## PAGE EXCERPT
--
In SGML, the master file that contains such a set of tags with their relations defined and made explicit is called a Document Type Description, or DTD. We have modified the Rossetti Archive DTD many times as new materials have challenged our previous assumptions about the kinds of logical and physical structures a document might contain. As a result of this often ad hoc process of evolution, our DTD may not be as lean as those for which all documentary features and relations can be accurately predicted in advance. Yet it seems that for large and complex collections of materials, particularly those not previously edited by 20th-century scholars (as Rossetti had not been), such complete predictions are impossible. So, for the Rossetti Archive, most often we have had to devise ways to escape not enslavement by another man's system, but the constraining implications of our own previous incarnations of the DTD.

"All editing involves more or less intrusive processes of normalization and regularization"
--
## DATASET EXTRACT

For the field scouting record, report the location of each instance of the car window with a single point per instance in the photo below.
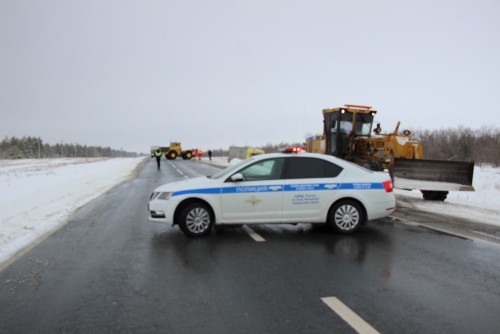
(263, 170)
(307, 168)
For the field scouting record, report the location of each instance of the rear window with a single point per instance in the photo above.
(309, 168)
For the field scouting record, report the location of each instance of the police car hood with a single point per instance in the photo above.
(198, 182)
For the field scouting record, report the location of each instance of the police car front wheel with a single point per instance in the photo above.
(346, 217)
(196, 220)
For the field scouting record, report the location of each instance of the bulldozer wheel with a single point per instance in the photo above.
(171, 155)
(434, 195)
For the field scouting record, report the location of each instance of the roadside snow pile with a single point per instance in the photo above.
(481, 205)
(39, 195)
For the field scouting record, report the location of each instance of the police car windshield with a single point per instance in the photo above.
(229, 169)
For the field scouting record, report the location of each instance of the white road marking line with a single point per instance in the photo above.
(178, 170)
(256, 237)
(454, 234)
(354, 320)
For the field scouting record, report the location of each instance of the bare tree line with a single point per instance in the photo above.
(459, 144)
(33, 148)
(465, 144)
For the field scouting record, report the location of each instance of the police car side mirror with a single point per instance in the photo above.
(237, 177)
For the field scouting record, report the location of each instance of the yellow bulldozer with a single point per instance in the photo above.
(173, 151)
(347, 133)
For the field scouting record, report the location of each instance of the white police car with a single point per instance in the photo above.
(277, 188)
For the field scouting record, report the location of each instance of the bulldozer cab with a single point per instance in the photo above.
(344, 126)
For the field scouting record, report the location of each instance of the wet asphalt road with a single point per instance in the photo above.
(110, 270)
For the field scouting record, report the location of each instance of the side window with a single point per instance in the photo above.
(308, 168)
(263, 170)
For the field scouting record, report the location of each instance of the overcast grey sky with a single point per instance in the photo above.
(130, 74)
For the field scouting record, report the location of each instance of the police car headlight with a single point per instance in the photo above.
(165, 196)
(161, 195)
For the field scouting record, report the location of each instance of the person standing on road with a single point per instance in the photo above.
(157, 155)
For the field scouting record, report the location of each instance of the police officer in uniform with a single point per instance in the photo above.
(157, 155)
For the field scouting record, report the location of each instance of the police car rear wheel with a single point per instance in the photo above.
(196, 220)
(346, 217)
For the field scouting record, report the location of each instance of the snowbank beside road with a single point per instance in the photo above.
(39, 195)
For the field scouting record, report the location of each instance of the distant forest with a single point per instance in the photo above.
(464, 144)
(33, 148)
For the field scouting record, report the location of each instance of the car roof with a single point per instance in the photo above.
(341, 162)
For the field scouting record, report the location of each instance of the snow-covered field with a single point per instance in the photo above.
(38, 196)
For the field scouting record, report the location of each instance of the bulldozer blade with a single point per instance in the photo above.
(436, 175)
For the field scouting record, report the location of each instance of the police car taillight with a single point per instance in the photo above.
(387, 186)
(294, 149)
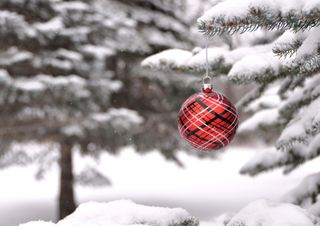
--
## GOAL OF THE EXERCISE
Pick up the passage on the Rossetti Archive's DTD where it stops and write the next part. The rows are separate material from the passage on the Rossetti Archive's DTD.

## ANSWER FOR THE TASK
That process of continual adaptation revealed one underlying limitation of SGML as a means of describing large sets of documents: SGML is by definition a mechanism of logical regularization. No matter how extensively you adapt the DTD to fit a group of texts, you always create a system of rules that defines what is possible. Each time you add a new document to the database, it has a potential to disrupt this system — a potential that increases with the great attention to detail required of scholarly editions. For small-scale archives, or archives in which the material is very regular and predictable, this situation may not be problematic, since the DTD may require no serious modifications, and will become stable quickly. However, for large, complex, and expanding collections of documents (that is, for most scholarly editions), the textual evidence will produce an interminable series of challenges to the assumptions of regularity that SGML requires.

An editor of an electronic archive can respond to such challenges in one of two ways. The first is Procrustean: He may use the existing tagging logic to describe the new documentary situation, overriding or altering the textual features to make them fit. At first, that may sound completely unacceptable, but in fact every creator of a scholarly edition in print or electronic form inevitably makes such compromises with the medium of transmission. Not everything can be preserved, because we have no way of imagining everything a text can be, much less a logical way of describing it. All editing, with the possible exception of strict facsimile reproduction, involves more or less intrusive processes of normalization and regularization. However, in the Rossetti Archive and most other electronic editions, the user may compare the tagged text to digital facsimile images of the page in question, in order to resolve small questions of rendering. For example, our DTD does not allow us to specify precisely where on the page a given bibliographic signature falls; and as we discovered, the locations of these do vary among documents. But since that information can be ascertained by calling up the facsimiles, we have deemed such granularity in our tagging unnecessary.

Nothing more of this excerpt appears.